- [WRITTEN INSTRUCTION] Condense the paragraph of the antenna description that begins "As shown in FIG. 2" into a short bulleted list that keeps its main facts.

A coaxial cable 40 is used to connect the antenna to a transmitter-receiver (not shown) installed in the automobile. The coaxial cable 40 has an inner conductor (core) 42 and a tubular outer conductor 44 with an insulator (not shown) between the two conductors 42, 44. According to the invention the inner conductor 42 is connected to the feed point 28 to which the primary antenna 20 is connected, and the outer conductor 44 is connected to the secondary antenna 30. The outer conductor 44 is grounded at the chassis of the transmitter-receiver.

As shown in FIG. 2 the primary antenna 20 is of a rectangular grid pattern. The antenna 20 consists of two parallel vertical elements 21 having the same length, several parallel horizontal elements 22 which have the same length and intersect the vertical elements 21 at approximately the same intervals and two supplementary vertical elements 23 which connect the horizontal elements 22 to each other at their right-hand ends and left-hand ends, respectively. The two central vertical elements 21 connect at their lower ends to the feed point 28.

- [SOURCE DATA]
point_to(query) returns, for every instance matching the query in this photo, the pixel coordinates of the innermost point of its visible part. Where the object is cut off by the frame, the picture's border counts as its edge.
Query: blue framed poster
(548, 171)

- [RESPONSE TO THE TASK]
- Primary antenna 20 has a rectangular grid pattern (FIG. 2).
- It has two parallel vertical elements 21 of equal length.
- It has several parallel horizontal elements 22 of equal length. They cross the vertical elements 21 at roughly equal intervals.
- Two supplementary vertical elements 23 join the horizontal elements 22 at their right-hand ends and at their left-hand ends, respectively.
- The two central vertical elements 21 connect at their lower ends to feed point 28.